### Exercise directions
Using the data below, show every line where the word "concrete" occurs.

**********

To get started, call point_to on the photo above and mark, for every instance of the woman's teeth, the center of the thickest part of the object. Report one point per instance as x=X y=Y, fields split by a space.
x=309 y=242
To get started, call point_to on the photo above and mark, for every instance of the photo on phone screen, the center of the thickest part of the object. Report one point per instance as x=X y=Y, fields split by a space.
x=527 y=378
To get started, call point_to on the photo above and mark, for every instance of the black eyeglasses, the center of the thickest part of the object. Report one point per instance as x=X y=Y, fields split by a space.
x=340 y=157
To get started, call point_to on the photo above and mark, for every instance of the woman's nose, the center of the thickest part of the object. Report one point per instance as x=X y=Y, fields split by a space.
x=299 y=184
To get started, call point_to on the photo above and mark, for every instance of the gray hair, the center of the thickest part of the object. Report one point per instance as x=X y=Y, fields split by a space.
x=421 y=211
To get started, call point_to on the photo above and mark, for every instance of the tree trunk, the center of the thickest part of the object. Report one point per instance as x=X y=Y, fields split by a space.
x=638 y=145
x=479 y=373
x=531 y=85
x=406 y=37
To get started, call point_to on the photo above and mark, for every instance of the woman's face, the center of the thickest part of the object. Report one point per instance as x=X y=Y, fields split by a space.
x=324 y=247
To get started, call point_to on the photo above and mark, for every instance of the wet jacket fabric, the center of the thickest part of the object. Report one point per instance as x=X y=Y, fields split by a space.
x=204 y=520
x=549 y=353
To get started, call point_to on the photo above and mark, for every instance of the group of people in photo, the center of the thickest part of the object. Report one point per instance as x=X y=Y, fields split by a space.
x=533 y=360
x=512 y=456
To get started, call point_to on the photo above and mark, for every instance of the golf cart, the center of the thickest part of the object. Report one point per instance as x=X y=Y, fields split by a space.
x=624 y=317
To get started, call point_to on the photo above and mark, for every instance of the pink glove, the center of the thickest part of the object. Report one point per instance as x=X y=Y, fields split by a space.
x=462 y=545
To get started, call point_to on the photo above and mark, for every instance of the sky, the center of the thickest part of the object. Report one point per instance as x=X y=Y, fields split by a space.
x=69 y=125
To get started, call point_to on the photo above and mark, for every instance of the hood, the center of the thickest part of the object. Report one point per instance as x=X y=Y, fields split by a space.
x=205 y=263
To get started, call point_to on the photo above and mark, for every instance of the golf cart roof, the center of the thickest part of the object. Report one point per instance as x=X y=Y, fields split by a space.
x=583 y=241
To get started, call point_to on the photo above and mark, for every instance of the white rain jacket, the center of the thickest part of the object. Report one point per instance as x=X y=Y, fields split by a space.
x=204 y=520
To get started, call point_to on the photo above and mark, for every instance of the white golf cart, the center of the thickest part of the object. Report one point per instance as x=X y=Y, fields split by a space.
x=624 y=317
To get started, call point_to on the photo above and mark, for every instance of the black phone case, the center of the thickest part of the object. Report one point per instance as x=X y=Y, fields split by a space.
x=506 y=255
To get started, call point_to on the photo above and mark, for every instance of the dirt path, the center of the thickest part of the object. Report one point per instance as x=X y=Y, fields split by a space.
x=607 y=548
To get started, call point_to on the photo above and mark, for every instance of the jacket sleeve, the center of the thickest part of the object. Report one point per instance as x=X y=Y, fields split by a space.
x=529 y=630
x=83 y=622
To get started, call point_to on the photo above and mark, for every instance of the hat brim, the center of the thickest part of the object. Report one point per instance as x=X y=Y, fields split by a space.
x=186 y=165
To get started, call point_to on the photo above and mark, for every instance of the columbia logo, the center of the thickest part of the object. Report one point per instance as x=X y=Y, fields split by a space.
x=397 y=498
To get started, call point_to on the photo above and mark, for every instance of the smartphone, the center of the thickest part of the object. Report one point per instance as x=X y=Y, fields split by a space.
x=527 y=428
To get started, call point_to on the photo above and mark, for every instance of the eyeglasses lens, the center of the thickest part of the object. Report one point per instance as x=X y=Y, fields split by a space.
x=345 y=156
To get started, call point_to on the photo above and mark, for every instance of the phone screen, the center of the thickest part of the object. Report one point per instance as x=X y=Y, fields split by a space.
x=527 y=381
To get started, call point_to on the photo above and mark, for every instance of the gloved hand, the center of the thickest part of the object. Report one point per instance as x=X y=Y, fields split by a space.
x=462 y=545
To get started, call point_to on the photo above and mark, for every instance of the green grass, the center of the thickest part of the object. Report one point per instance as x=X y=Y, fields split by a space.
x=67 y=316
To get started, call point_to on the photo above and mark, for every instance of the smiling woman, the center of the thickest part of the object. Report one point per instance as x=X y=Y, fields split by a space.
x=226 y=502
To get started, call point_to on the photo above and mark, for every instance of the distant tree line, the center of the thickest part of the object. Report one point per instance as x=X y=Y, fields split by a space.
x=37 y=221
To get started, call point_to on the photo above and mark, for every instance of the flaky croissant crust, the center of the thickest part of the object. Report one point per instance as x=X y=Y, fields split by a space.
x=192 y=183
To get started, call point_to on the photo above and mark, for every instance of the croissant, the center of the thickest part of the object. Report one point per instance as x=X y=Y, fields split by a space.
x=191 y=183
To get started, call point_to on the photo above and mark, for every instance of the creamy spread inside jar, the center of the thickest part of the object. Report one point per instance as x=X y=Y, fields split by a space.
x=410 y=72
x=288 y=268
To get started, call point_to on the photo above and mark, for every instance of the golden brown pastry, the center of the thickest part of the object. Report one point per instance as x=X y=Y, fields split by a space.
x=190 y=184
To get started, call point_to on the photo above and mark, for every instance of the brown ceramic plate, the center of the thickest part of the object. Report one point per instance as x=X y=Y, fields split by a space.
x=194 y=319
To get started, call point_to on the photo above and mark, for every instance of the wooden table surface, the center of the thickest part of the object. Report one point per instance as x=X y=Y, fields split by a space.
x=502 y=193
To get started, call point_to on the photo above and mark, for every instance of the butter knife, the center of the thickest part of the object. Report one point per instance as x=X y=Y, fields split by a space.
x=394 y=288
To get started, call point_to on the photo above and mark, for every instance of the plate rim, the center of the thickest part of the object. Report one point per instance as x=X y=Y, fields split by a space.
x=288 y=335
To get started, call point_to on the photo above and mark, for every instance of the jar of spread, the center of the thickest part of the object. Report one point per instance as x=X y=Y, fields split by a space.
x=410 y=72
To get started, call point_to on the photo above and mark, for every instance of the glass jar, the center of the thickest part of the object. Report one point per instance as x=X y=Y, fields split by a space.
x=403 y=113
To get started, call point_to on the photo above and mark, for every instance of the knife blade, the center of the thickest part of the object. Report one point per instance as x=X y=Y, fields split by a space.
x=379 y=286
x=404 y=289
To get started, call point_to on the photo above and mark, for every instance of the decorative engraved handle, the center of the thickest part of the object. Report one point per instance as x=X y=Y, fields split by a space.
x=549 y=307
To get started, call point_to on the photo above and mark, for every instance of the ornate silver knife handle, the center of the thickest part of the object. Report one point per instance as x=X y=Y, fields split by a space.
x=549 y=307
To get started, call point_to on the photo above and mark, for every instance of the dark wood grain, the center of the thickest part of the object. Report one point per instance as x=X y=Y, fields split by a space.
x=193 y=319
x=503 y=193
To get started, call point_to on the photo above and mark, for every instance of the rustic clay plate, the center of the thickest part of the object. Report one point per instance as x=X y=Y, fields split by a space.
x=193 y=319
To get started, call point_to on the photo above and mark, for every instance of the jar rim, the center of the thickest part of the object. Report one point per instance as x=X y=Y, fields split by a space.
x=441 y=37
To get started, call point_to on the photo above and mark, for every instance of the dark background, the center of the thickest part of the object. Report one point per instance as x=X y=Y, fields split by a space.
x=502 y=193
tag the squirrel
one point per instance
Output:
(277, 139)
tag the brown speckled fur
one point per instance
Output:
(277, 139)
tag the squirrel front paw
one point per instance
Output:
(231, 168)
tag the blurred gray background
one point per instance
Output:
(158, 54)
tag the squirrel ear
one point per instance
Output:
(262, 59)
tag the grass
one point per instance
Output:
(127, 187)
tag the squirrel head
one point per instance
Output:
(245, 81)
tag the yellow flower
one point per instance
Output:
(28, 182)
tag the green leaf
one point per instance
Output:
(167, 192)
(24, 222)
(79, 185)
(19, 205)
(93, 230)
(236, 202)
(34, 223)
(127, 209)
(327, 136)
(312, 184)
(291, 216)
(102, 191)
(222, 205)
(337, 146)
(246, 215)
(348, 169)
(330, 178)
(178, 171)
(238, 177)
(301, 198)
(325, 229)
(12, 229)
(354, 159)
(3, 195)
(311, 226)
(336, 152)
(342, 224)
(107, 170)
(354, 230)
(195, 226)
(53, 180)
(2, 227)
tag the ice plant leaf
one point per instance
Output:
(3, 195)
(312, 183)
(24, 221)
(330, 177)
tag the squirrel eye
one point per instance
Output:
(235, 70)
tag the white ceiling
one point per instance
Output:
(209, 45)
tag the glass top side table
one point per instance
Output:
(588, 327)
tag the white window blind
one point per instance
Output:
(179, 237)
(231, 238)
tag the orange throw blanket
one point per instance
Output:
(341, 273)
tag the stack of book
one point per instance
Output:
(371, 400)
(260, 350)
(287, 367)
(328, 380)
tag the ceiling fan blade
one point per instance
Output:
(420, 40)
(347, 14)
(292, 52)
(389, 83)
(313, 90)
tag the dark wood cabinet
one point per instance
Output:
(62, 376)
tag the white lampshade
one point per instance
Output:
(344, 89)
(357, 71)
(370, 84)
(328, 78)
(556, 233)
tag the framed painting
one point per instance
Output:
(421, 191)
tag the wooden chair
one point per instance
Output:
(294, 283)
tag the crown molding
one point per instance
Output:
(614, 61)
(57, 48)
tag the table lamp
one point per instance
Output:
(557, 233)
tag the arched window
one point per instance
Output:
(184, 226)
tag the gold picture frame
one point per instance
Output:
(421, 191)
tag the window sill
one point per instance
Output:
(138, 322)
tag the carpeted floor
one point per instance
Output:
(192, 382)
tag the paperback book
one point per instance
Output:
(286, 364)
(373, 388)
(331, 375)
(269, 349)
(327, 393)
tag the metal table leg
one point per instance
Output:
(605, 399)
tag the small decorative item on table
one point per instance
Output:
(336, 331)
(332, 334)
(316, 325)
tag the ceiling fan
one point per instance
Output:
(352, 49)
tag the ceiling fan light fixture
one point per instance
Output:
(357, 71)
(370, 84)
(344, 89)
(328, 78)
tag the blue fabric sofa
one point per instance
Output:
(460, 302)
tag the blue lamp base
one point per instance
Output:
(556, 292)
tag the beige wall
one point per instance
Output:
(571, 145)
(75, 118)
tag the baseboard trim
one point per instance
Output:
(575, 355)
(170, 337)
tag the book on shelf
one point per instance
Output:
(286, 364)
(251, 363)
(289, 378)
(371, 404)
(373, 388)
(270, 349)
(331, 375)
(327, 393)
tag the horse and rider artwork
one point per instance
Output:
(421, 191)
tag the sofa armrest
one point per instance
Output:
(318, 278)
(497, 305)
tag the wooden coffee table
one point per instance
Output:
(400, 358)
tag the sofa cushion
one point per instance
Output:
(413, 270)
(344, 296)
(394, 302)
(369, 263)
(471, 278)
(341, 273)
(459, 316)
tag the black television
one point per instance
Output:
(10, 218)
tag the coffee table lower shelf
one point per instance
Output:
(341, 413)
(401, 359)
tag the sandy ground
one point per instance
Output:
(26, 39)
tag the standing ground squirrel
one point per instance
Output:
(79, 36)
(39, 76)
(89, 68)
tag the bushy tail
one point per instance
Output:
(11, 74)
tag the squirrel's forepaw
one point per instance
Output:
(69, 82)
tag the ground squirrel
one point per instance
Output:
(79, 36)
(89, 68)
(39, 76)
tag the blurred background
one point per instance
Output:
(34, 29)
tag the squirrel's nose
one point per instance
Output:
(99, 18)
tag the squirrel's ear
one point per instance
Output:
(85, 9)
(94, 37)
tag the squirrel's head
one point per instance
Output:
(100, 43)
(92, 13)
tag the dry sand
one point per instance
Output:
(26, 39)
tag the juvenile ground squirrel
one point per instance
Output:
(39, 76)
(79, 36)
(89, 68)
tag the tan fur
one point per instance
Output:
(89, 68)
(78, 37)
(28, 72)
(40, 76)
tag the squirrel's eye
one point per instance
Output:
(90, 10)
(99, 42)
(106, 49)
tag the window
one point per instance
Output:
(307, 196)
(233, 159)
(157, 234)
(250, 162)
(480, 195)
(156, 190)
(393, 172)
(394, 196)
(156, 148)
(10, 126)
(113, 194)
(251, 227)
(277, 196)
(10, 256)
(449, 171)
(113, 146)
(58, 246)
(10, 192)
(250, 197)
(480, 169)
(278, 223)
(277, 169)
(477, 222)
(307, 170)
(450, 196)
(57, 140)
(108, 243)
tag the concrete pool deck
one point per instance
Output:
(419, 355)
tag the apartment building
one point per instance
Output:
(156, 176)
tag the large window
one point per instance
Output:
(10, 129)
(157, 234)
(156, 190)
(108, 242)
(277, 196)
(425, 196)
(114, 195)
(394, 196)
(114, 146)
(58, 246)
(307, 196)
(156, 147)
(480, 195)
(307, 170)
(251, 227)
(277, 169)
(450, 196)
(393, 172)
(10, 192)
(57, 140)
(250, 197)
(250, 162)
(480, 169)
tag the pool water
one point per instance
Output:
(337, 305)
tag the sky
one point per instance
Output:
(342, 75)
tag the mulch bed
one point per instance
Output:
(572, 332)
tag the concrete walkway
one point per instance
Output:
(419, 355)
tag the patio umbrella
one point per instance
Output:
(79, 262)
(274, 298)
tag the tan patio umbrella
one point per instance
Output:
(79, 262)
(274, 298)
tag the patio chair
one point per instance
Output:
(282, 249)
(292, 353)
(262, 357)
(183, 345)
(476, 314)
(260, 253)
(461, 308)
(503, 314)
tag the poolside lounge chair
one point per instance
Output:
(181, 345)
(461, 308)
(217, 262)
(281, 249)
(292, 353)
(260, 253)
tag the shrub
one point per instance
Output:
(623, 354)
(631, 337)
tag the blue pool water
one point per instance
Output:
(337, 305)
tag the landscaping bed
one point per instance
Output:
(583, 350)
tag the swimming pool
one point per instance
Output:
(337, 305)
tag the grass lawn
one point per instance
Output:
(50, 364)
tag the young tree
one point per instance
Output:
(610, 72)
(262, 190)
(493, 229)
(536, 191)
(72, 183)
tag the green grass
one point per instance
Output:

**********

### Response
tag the concrete pool deck
tag the concrete walkway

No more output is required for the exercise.